• Work to be completed:
Print all entries precisely as they are written.

• Records provided:
** START **
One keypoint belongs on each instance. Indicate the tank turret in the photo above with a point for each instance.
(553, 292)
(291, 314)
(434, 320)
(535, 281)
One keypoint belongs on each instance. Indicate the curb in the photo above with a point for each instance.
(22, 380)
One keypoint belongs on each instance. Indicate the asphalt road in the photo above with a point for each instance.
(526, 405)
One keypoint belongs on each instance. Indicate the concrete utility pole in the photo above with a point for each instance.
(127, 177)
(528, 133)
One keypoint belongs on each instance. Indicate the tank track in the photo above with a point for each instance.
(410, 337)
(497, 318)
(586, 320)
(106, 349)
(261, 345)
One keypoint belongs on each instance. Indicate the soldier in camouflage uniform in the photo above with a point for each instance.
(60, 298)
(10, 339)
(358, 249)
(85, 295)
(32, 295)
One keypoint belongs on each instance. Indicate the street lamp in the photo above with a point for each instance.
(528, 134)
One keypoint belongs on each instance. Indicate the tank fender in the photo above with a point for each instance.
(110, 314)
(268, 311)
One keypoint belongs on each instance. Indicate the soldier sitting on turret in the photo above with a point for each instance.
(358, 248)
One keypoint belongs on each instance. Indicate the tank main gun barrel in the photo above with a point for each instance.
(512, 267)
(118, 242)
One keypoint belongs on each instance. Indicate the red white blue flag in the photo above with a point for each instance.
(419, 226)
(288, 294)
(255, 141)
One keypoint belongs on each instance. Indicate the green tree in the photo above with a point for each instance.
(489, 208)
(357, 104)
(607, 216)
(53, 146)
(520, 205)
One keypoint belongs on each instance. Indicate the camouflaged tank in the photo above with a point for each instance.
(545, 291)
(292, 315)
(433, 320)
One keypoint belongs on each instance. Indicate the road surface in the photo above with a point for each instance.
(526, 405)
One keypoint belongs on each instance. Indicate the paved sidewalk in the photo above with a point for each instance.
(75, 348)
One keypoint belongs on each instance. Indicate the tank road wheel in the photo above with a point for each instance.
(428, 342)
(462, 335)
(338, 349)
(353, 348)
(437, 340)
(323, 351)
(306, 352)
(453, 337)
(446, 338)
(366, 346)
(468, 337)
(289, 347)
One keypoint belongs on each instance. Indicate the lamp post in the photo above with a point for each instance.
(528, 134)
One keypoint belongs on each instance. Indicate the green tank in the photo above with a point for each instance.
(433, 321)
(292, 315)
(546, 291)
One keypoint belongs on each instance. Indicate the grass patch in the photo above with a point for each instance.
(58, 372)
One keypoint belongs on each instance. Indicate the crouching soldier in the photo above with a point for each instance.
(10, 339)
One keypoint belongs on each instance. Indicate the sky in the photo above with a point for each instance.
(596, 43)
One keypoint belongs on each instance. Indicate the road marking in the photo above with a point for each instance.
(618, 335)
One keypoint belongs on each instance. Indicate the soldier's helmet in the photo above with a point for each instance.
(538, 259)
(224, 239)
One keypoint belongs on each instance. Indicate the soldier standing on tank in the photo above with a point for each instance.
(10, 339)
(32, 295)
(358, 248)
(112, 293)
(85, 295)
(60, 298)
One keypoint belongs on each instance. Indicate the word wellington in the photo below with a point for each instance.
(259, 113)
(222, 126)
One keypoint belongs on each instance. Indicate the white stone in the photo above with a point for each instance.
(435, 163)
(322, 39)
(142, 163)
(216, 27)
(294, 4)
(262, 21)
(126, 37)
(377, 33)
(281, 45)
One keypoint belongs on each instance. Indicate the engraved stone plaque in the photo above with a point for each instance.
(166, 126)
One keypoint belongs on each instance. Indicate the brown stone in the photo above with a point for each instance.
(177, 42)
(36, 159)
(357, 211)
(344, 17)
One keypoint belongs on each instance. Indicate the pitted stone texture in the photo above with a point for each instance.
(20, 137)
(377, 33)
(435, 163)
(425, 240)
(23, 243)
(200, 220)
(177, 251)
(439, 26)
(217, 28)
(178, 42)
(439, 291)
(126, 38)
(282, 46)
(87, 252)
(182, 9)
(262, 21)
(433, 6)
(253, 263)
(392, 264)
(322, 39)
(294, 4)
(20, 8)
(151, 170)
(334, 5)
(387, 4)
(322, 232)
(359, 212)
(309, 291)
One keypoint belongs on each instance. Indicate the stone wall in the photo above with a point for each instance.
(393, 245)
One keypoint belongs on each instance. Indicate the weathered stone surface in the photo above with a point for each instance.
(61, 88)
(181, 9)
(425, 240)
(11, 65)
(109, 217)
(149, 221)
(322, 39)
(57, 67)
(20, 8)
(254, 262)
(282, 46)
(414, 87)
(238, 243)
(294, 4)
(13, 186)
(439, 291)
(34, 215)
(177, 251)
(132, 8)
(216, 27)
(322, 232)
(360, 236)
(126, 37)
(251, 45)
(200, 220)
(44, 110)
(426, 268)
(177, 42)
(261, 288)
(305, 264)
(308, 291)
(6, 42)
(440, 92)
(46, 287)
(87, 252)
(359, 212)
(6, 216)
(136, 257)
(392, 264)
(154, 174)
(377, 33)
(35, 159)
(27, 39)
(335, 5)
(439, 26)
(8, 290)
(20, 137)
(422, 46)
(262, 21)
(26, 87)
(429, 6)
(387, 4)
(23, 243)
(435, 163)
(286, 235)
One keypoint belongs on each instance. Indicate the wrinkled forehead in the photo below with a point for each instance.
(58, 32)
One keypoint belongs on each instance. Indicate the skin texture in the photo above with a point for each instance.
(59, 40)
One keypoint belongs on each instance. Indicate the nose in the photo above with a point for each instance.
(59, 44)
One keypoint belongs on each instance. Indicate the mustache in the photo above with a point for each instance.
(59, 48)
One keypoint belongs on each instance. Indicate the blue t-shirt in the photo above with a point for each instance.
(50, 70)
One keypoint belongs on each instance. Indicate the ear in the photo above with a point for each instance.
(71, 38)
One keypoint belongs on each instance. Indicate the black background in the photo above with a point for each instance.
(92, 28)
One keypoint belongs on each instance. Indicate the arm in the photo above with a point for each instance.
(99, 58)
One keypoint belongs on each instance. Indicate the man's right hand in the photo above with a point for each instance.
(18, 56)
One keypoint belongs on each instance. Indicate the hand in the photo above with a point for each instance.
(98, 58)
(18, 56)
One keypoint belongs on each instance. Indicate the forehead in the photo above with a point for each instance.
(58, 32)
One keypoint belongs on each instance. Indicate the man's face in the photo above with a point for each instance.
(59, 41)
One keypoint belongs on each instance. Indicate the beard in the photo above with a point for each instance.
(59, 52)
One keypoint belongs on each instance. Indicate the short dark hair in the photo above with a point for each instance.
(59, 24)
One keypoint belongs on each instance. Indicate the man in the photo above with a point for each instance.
** END **
• Exercise response:
One keypoint belongs on each instance. Indicate the tank turret in the photo above with a point for each instance.
(553, 292)
(291, 314)
(434, 320)
(535, 281)
One keypoint belongs on each instance. Indicate the curb in the photo above with a point for each instance.
(22, 380)
One keypoint belongs on each instance. Indicate the asphalt road in the photo above with a point for each instance.
(526, 405)
One keypoint belongs on each instance. Indicate the concrete utility pole in the photo above with a point for each instance.
(127, 177)
(528, 133)
One keypoint belongs on each instance. Indicate the tank track in the photo above with a point for each instance.
(410, 337)
(497, 318)
(586, 320)
(106, 349)
(261, 345)
One keypoint belongs on each instance. Indicate the soldier in camouflage uniform in the photo above with a point for each instance.
(60, 298)
(10, 339)
(358, 249)
(85, 295)
(32, 295)
One keypoint belongs on each instance. Indicate the street lamp in the photo above with a point for each instance.
(528, 134)
One keypoint belongs on each instance. Indicate the tank fender in the photo above with a point for each instance.
(110, 314)
(268, 311)
One keypoint belongs on each instance. Indicate the soldier sitting on turret in the photo above with a point for each instance.
(358, 248)
One keypoint belongs on each instance. Indicate the tank main gun barrel in the photo above with a point for each instance.
(512, 267)
(118, 242)
One keypoint belongs on each instance. Indicate the red white blue flag in the photo above with a point for each instance.
(419, 226)
(288, 294)
(255, 141)
One keypoint belongs on each instance. Indicate the green tree in the photo above with a point for each instance.
(489, 208)
(357, 104)
(607, 216)
(53, 146)
(520, 205)
One keypoint belongs on each instance. Indicate the camouflaged tank in the photo above with a point for each instance.
(545, 291)
(292, 315)
(433, 320)
One keypoint belongs on each instance. Indicate the road surface in the photo above with a point for each instance.
(526, 405)
One keypoint belongs on each instance. Indicate the paved sidewalk in the photo above with a point for each instance.
(75, 348)
One keypoint belongs on each instance. Indicate the tank road wheel in the photo above with a point for each instance.
(428, 342)
(462, 335)
(338, 349)
(353, 348)
(437, 340)
(323, 351)
(306, 352)
(453, 337)
(446, 338)
(366, 346)
(468, 337)
(289, 347)
One keypoint belongs on each instance. Indicate the lamp post in the photo above with a point for each instance.
(528, 134)
One keypoint belongs on each instance. Indicate the green tank in the photo above with a point for each instance.
(433, 321)
(292, 315)
(546, 291)
One keypoint belongs on each instance. Indicate the grass patch in the photo above with a point for each instance.
(58, 372)
One keypoint belongs on each instance. Indicate the crouching soldier in the photo above with a point for each instance.
(10, 339)
One keypoint belongs on each instance. Indicate the sky in the photo above with a point for each instance.
(596, 43)
One keypoint belongs on each instance. Indicate the road marking in the photo above with a point for each instance.
(618, 335)
One keypoint belongs on each instance. Indicate the soldier's helmet in the photo above with a point for each instance.
(538, 259)
(224, 239)
One keypoint belongs on each instance. Indicate the soldier standing on tank in the photo above with a point for each instance.
(10, 339)
(32, 295)
(358, 248)
(112, 293)
(85, 295)
(60, 298)
One keypoint belongs on each instance. Indicate the word wellington in the photo below with a point for each instance.
(259, 113)
(222, 126)
One keypoint belongs on each instance. Indicate the white stone in the photo above with a point for each instance.
(435, 163)
(322, 39)
(142, 163)
(216, 27)
(294, 4)
(262, 21)
(126, 37)
(377, 33)
(281, 45)
One keypoint belongs on each instance. Indicate the engraved stone plaque in the photo above with a point for each instance.
(166, 126)
One keypoint belongs on each instance. Indicate the brown stone in the photo above with a point for each instance.
(177, 42)
(36, 159)
(357, 211)
(344, 17)
One keypoint belongs on each instance. Indicate the pitted stone texture in the photo above with a point for each instance.
(20, 137)
(377, 33)
(435, 163)
(425, 240)
(23, 243)
(200, 220)
(177, 251)
(439, 26)
(217, 28)
(178, 42)
(439, 291)
(126, 38)
(282, 46)
(87, 252)
(182, 9)
(262, 21)
(433, 6)
(253, 263)
(392, 264)
(322, 39)
(294, 4)
(20, 8)
(151, 170)
(334, 5)
(387, 4)
(322, 232)
(359, 212)
(309, 291)
One keypoint belongs on each instance. Indicate the stone wall in the photo above with a point for each instance.
(393, 245)
One keypoint belongs on each instance. Indicate the weathered stone surface in the photo above with a point for each instance.
(61, 88)
(181, 9)
(425, 240)
(11, 65)
(109, 217)
(149, 221)
(322, 39)
(57, 67)
(20, 8)
(254, 262)
(282, 46)
(414, 87)
(238, 243)
(294, 4)
(13, 186)
(439, 291)
(34, 215)
(177, 251)
(132, 8)
(216, 27)
(322, 232)
(360, 236)
(126, 37)
(251, 45)
(200, 220)
(44, 110)
(426, 268)
(177, 42)
(261, 288)
(305, 264)
(308, 291)
(6, 42)
(440, 92)
(46, 287)
(87, 252)
(359, 212)
(6, 216)
(136, 257)
(392, 264)
(154, 174)
(377, 33)
(35, 159)
(27, 39)
(335, 5)
(439, 26)
(8, 290)
(20, 137)
(422, 46)
(262, 21)
(26, 87)
(429, 6)
(387, 4)
(23, 243)
(435, 163)
(286, 235)
One keypoint belongs on each instance. Indicate the wrinkled forehead in the photo below with a point for each instance.
(58, 32)
One keypoint belongs on each instance. Indicate the skin texture in the photo above with a point for each instance.
(59, 40)
One keypoint belongs on each instance. Indicate the nose in the photo above with a point for each instance.
(59, 44)
One keypoint belongs on each instance. Indicate the mustache in the photo above with a point for each instance.
(59, 48)
One keypoint belongs on each instance. Indicate the blue t-shirt in the photo above with a point for each instance.
(50, 70)
One keypoint belongs on each instance. Indicate the ear in the photo above with a point for each instance.
(71, 38)
One keypoint belongs on each instance. Indicate the black background in the photo above with a point for each instance.
(92, 28)
One keypoint belongs on each instance. Indicate the arm in the photo above with a point for each instance.
(99, 58)
One keypoint belongs on each instance. Indicate the man's right hand in the photo above with a point for each instance.
(18, 56)
One keypoint belongs on each instance. Indicate the hand in the photo above with a point for each instance.
(98, 58)
(18, 56)
One keypoint belongs on each instance. Indicate the forehead in the photo above with a point for each instance.
(58, 32)
One keypoint belongs on each instance. Indicate the man's face in the photo above with a point for each instance.
(59, 41)
One keypoint belongs on each instance. Indicate the beard in the photo above with a point for each instance.
(59, 52)
One keypoint belongs on each instance. Indicate the short dark hair in the photo above with a point for each instance.
(59, 24)
One keypoint belongs on each instance. Indicate the man in the photo above with a point for each instance.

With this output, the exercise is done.